* What is needed
Restate the entries below word for word, omitting nothing.

* Stored records
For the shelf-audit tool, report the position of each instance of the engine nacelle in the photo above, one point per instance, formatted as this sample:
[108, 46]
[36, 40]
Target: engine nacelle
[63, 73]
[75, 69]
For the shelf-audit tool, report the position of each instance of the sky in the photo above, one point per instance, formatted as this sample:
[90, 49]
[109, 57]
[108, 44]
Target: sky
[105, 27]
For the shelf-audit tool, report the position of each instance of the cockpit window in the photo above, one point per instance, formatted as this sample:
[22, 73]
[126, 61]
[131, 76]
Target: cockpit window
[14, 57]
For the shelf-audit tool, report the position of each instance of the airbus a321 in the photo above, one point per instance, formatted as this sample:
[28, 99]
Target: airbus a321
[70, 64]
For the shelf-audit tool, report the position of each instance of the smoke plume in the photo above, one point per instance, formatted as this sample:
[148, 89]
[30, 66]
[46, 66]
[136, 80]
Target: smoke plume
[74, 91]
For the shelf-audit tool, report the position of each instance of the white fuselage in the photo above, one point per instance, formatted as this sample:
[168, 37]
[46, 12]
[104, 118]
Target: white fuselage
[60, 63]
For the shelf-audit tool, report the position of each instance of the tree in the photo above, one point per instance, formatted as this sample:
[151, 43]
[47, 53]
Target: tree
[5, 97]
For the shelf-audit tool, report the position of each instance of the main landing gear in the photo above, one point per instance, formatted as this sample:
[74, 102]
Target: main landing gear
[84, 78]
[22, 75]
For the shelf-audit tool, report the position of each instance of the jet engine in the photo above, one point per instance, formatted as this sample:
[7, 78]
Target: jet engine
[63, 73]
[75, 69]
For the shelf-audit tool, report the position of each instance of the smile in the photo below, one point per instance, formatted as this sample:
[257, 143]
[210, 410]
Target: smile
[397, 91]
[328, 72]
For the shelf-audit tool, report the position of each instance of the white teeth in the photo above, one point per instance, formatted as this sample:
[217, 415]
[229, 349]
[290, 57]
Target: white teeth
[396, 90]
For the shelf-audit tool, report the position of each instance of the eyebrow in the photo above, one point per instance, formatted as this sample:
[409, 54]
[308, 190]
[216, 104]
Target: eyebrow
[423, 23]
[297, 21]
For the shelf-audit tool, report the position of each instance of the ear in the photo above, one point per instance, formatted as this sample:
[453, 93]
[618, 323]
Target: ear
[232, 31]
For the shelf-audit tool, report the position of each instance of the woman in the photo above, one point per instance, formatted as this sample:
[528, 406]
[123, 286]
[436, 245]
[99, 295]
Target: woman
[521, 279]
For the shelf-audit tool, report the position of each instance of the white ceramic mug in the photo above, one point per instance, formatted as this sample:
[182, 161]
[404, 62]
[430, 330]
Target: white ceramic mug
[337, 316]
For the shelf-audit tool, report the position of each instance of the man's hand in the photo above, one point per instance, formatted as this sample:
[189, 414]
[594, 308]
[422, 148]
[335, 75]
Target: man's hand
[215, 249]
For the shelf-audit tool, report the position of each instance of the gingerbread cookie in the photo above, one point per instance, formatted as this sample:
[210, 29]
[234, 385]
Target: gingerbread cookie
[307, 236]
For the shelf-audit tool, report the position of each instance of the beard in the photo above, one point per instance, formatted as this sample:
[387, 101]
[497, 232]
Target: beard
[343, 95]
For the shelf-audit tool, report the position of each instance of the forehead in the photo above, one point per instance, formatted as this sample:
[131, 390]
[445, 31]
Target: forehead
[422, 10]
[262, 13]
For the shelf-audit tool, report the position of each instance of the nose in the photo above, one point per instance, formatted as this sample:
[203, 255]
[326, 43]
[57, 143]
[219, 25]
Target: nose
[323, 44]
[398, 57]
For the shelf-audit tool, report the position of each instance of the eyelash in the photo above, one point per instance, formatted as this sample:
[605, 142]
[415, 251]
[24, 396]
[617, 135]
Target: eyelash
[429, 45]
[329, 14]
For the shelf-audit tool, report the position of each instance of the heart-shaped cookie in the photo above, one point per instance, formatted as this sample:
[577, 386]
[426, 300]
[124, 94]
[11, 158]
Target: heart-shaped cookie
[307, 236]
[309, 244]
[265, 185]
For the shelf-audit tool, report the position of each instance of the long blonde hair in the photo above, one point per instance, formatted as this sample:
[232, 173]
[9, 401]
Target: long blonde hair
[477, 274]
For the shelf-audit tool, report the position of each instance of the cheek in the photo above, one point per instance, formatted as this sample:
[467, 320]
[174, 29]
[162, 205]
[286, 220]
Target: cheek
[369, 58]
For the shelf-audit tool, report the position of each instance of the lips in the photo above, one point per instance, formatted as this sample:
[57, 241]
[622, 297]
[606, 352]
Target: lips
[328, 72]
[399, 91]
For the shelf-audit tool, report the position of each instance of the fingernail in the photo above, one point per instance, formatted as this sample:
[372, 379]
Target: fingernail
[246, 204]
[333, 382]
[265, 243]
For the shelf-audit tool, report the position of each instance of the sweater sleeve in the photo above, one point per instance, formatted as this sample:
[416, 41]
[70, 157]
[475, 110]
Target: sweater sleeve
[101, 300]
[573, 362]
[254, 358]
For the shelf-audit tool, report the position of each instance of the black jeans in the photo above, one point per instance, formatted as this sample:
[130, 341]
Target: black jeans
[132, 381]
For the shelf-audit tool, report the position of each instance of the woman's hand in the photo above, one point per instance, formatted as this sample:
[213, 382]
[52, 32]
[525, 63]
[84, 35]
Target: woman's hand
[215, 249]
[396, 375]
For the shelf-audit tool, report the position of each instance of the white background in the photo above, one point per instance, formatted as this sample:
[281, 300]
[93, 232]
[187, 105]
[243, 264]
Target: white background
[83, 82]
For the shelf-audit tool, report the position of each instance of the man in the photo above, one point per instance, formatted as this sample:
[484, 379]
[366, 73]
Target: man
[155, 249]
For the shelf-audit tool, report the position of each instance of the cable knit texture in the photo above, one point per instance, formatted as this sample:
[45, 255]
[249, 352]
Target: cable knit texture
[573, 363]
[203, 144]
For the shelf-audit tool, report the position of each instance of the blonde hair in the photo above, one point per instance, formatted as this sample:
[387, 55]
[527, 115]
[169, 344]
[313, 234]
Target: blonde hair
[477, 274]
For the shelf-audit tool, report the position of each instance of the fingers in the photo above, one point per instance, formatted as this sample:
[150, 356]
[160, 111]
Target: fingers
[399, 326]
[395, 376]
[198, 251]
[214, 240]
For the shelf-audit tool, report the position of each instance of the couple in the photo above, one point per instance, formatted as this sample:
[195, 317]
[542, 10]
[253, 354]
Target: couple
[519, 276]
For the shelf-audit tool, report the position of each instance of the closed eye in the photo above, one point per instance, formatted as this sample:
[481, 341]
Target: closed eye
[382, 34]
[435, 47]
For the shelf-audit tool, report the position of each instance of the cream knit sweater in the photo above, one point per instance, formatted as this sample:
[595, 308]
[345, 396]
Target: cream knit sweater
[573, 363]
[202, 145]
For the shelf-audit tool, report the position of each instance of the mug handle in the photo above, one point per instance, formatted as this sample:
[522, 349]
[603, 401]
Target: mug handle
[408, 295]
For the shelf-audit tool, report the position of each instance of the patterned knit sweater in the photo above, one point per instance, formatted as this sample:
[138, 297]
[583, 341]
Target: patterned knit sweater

* Output of the task
For the shelf-audit tool, report the position of each instance of the engine nacelle in the photo above, one point per instance, formatted as this sample:
[108, 46]
[36, 40]
Target: engine nacelle
[63, 73]
[75, 69]
For the shelf-audit tool, report the position of each instance of the sky in the photo above, one point per instance, formatted as this sample:
[90, 49]
[109, 57]
[108, 44]
Target: sky
[105, 27]
For the shelf-audit tool, report the position of each instance of the cockpit window in the photo above, one point per instance, formatted as this sample:
[22, 73]
[126, 61]
[131, 76]
Target: cockpit window
[14, 57]
For the shelf-audit tool, report the position of each instance of the airbus a321 in the photo above, one point per instance, formatted as this sample:
[28, 99]
Target: airbus a321
[70, 64]
For the shelf-audit tool, report the position of each instance of the smoke plume in the photo above, one point per instance, formatted as this sample:
[148, 89]
[30, 66]
[46, 66]
[136, 80]
Target: smoke plume
[74, 91]
For the shelf-audit tool, report the position of each instance of the white fuselage in the photo above, one point per instance, formatted as this sample:
[168, 37]
[46, 12]
[104, 118]
Target: white fuselage
[60, 63]
For the shelf-audit tool, report the position of each instance of the tree in the photo above, one point per instance, formatted as this sample:
[151, 43]
[47, 53]
Target: tree
[5, 97]
For the shelf-audit tool, report the position of each instance of the main landing gear in the photo above, one point per instance, formatted as this sample:
[74, 102]
Target: main landing gear
[84, 78]
[22, 75]
For the shelf-audit tool, report the position of each instance of the jet engine in the photo above, one point per instance, formatted as this sample:
[7, 78]
Target: jet engine
[63, 73]
[75, 69]
For the shelf-audit tool, report the position of each instance of the smile in the photo below, one point per instance, formatted as this sample:
[257, 143]
[210, 410]
Target: smile
[397, 91]
[328, 72]
For the shelf-audit tool, report the position of each instance of the white teeth in the photo above, one point per instance, formatted as this sample:
[217, 415]
[229, 349]
[290, 57]
Target: white teeth
[396, 90]
For the shelf-audit tool, report the position of each instance of the eyebrow in the photo above, one point per instance, formatted as this sample:
[409, 54]
[308, 190]
[216, 104]
Target: eyebrow
[423, 23]
[297, 21]
For the shelf-audit tool, report the position of each instance of the ear in the photo above, one point per instance, formatted as this sample:
[453, 93]
[618, 323]
Target: ear
[232, 31]
For the shelf-audit tool, report the position of each instance of the woman in the photo above, one point per instance, formatted as this sample:
[528, 406]
[123, 286]
[436, 245]
[99, 295]
Target: woman
[521, 279]
For the shelf-audit tool, report the position of each instance of the white ceramic mug in the photo above, one point per instance, formatted as this sample:
[182, 161]
[404, 62]
[430, 330]
Target: white ceramic mug
[337, 316]
For the shelf-audit tool, report the position of each instance of the man's hand in the photo above, one point per instance, formatted as this sample:
[189, 414]
[594, 308]
[422, 148]
[335, 75]
Target: man's hand
[215, 249]
For the shelf-audit tool, report the position of each instance of the gingerbread cookie in the photo above, one point per instance, formatted as this sample:
[210, 29]
[234, 385]
Target: gingerbread cookie
[307, 236]
For the shelf-audit tool, report the position of each instance of the beard in the photo above, one point per instance, formatted as this sample:
[387, 101]
[497, 232]
Target: beard
[343, 95]
For the shelf-audit tool, report the position of each instance of the forehead in the photo above, one point per instance, formatted as this sample:
[131, 390]
[445, 31]
Target: forehead
[422, 10]
[262, 13]
For the shelf-audit tool, report the position of each instance of the nose in the photo above, one point per instance, formatted as this sample:
[203, 255]
[326, 43]
[57, 143]
[219, 25]
Target: nose
[323, 44]
[398, 57]
For the shelf-audit tool, report the position of each instance of the eyelash in the photo above, one point per instance, formatted as this sample:
[605, 142]
[415, 251]
[24, 396]
[617, 135]
Target: eyelash
[429, 45]
[329, 14]
For the shelf-audit tool, report the position of each instance of the heart-shaped cookie in the photo above, one point per instance, formatted as this sample:
[577, 386]
[426, 300]
[124, 94]
[11, 158]
Target: heart-shaped cookie
[307, 236]
[309, 244]
[265, 185]
For the shelf-audit tool, report the position of each instance of the long blonde hair in the photo above, one point per instance, formatted as this sample:
[232, 173]
[9, 401]
Target: long blonde hair
[477, 274]
For the shelf-audit tool, report the position of each instance of the cheek in the photo above, one point per instance, formatted as this sample:
[467, 320]
[174, 29]
[162, 205]
[286, 220]
Target: cheek
[369, 58]
For the shelf-audit tool, report the position of each instance of the lips in the photo above, one point per instance, formatted as this sample:
[57, 241]
[622, 297]
[606, 352]
Target: lips
[328, 72]
[399, 91]
For the shelf-audit tool, report the position of each instance of the fingernail in the photo above, one point per instance, formatted as this sample:
[372, 379]
Target: fingernail
[246, 204]
[333, 382]
[265, 243]
For the shelf-audit tool, report the position of each instance of the sweater sleeve in the photo above, one point per instance, formatted as this sample:
[416, 41]
[70, 157]
[475, 110]
Target: sweater sleeve
[101, 300]
[573, 362]
[254, 358]
For the shelf-audit tool, report the position of each instance of the black jeans in the photo above, one point per instance, formatted as this sample:
[130, 341]
Target: black jeans
[132, 381]
For the shelf-audit tool, report the position of each instance of the woman's hand in the photo above, one point per instance, formatted as this sample:
[213, 382]
[52, 32]
[525, 63]
[84, 35]
Target: woman's hand
[215, 249]
[396, 375]
For the shelf-audit tool, report the position of each instance of the white background in the photo above, one point per instance, formatted as this sample:
[281, 300]
[93, 232]
[187, 105]
[243, 264]
Target: white background
[83, 82]
For the shelf-audit tool, report the position of each instance of the man in the photo above, one point per instance, formatted as this sample:
[484, 379]
[366, 73]
Target: man
[155, 249]
For the shelf-audit tool, report the position of each instance of the cable knit texture in the photo above, one point per instance, formatted as this sample:
[45, 255]
[249, 352]
Target: cable knit texture
[573, 363]
[203, 144]
For the shelf-audit tool, report the position of each instance of the blonde hair in the photo above, one point per instance, formatted as this sample:
[387, 55]
[527, 115]
[169, 344]
[313, 234]
Target: blonde hair
[477, 274]
For the shelf-audit tool, report the position of each instance of the fingers in the photo above, one point per instance, formatted as this sample:
[150, 356]
[160, 111]
Target: fingers
[399, 326]
[395, 376]
[198, 251]
[214, 240]
For the shelf-audit tool, report the position of each instance of the couple in the photo above, one point per instance, formatted as this sample:
[195, 317]
[542, 10]
[253, 354]
Target: couple
[519, 276]
For the shelf-audit tool, report the position of each instance of the closed eye in the photo above, one point per instance, formatted as this sample:
[481, 341]
Target: closed eye
[382, 34]
[435, 47]
For the shelf-audit tool, report the position of each instance of the cream knit sweater in the photo above, one point per instance, formatted as this sample:
[595, 308]
[345, 396]
Target: cream knit sweater
[573, 363]
[202, 145]
For the shelf-audit tool, report the position of each instance of the mug handle in the photo above, one point per instance, formatted as this sample:
[522, 349]
[603, 401]
Target: mug handle
[408, 295]
For the shelf-audit tool, report the position of each instance of the patterned knit sweater in the photo above, one point per instance, formatted as this sample:
[138, 297]
[583, 341]
Target: patterned knit sweater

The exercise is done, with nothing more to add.